PROVIDED PASSAGE:

::::

Okwui Enwezor, the Curator of the 56th Venice Biennale, has resisted setting a single, overarching theme for All The World's Futures. Instead, he has set three overlaying filters, which at the core of their general nature ask artists to respond to the competing state and appearance of things in today's world.
Some artists and pavilions have explicitly tried to interpret these themes: but even the most cursory look around this year's Biennale will reveal that artists (and nations by proxy) are more interested in addressing their own thoughts on immigration, borders and global finance and worrying about how it fits into the scheme of things later.
In recent years, the Biennale ran the risk of becoming a kind of living cable TV network. Country after country seemed to be trying to outdo one another with multimedia installations that were individually amazing, but collectively exhausting. So much digital content eventually renders viewers passive.
This year, perhaps given the global economy, the digital side of things takes a bit of a back seat in favour of objects.
In the newly redeveloped Australian pavilion (Australia was the last country to be offered a permanent Giardini pavilion back in the eighties), Fiona Hall taps into the art world's obsession with repurposed objects. It's an approach taken in numerous other pavilions (Israel and Canada spring to mind), but unlike them, Hall actually reshapes and rebirths the objects: nests made from shredded currency and paper: cuckoo, mantle and grandfather clocks whose surfaces she repaints with messages and a color scheme that calls to mind native Aboriginal art, with a trove of recurring keepsakes from the Pacific and beyond housed in a dark and overpowering (post) colonial wunderkammern show case which encircles much of the pavilion.

::::

EXTRACTED ENTRIES:
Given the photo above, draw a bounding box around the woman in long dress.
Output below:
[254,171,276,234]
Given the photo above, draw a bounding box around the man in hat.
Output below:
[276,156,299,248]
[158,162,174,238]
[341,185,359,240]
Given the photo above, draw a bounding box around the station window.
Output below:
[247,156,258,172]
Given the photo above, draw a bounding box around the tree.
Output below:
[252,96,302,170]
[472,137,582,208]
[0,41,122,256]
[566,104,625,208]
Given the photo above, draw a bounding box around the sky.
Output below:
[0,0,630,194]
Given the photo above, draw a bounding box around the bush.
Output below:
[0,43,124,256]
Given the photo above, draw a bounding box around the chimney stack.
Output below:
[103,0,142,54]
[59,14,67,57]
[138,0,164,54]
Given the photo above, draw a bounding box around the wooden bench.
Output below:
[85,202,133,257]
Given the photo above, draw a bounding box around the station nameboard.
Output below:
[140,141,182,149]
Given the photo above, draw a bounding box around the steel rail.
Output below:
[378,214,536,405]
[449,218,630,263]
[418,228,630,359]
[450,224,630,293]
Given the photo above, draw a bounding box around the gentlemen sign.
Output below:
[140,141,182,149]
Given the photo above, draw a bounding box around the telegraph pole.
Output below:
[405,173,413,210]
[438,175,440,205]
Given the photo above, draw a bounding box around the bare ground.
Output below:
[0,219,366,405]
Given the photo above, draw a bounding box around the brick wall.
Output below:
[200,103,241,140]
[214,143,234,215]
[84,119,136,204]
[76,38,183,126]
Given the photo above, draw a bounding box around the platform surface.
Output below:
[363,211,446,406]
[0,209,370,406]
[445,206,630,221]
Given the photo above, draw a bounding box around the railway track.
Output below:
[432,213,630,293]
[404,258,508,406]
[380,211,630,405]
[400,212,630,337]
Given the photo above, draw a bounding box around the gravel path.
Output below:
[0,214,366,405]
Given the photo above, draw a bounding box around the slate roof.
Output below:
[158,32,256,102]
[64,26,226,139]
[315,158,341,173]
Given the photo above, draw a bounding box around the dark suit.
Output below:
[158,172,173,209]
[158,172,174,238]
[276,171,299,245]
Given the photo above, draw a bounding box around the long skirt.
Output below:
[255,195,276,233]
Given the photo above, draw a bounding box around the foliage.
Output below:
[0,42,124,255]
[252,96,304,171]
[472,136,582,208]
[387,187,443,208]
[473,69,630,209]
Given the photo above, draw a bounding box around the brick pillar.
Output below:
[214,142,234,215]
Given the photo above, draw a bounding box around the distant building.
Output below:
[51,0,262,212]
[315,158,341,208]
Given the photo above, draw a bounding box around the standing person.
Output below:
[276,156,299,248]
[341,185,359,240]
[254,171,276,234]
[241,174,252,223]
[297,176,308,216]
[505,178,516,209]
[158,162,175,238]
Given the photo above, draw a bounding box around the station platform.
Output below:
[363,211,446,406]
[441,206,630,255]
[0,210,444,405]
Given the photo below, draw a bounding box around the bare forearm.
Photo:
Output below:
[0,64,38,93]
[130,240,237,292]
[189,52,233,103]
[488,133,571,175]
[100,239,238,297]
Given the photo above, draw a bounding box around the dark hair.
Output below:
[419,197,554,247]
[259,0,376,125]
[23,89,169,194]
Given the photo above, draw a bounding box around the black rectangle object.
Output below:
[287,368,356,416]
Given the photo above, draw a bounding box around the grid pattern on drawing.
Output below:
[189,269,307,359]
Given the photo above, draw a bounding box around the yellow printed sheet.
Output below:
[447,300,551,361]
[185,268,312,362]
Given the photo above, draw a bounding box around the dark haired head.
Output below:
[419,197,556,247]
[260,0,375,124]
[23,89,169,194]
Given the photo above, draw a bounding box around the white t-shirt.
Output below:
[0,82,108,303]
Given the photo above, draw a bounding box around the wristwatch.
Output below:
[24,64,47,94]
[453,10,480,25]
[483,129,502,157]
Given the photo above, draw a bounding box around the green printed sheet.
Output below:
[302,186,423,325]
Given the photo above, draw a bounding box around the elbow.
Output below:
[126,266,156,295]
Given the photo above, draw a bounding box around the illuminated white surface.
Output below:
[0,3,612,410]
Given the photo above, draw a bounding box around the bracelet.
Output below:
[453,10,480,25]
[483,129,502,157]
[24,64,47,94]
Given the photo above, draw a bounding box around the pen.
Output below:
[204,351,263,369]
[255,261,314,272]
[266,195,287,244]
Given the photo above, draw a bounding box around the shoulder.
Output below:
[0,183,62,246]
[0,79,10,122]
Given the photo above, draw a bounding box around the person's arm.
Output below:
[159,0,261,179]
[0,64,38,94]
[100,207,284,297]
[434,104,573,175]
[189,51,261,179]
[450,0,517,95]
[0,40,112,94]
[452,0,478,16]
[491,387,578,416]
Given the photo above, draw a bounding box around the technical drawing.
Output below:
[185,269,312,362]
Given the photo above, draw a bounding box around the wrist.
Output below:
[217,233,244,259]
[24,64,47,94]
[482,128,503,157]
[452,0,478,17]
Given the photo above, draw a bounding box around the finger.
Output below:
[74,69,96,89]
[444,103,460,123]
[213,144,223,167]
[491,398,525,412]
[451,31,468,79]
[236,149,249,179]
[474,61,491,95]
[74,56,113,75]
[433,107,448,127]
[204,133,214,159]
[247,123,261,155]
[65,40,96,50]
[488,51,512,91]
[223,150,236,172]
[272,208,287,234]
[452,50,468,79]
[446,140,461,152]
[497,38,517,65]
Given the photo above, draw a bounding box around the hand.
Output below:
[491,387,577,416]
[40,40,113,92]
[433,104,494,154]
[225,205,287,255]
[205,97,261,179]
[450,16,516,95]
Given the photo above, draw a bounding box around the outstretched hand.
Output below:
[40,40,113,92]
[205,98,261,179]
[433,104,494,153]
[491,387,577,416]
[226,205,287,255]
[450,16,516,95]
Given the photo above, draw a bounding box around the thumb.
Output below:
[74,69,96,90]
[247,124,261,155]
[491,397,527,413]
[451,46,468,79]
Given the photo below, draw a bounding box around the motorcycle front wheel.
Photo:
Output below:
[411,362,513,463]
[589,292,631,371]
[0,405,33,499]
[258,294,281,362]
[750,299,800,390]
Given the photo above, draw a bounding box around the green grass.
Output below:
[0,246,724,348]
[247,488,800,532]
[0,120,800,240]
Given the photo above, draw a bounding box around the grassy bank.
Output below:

::::

PROBLEMS:
1. Set down the Venice Biennale passage word for word, beginning at the words "Okwui Enwezor, the" and stopping after "of things later.".
2. In the Venice Biennale passage, what does Fiona Hall make the nests from?

OUTPUTS FOR THE TASKS:
1.
Okwui Enwezor, the Curator of the 56th Venice Biennale, has resisted setting a single, overarching theme for All The World's Futures. Instead, he has set three overlaying filters, which at the core of their general nature ask artists to respond to the competing state and appearance of things in today's world.
Some artists and pavilions have explicitly tried to interpret these themes: but even the most cursory look around this year's Biennale will reveal that artists (and nations by proxy) are more interested in addressing their own thoughts on immigration, borders and global finance and worrying about how it fits into the scheme of things later.

2. Shredded currency and paper.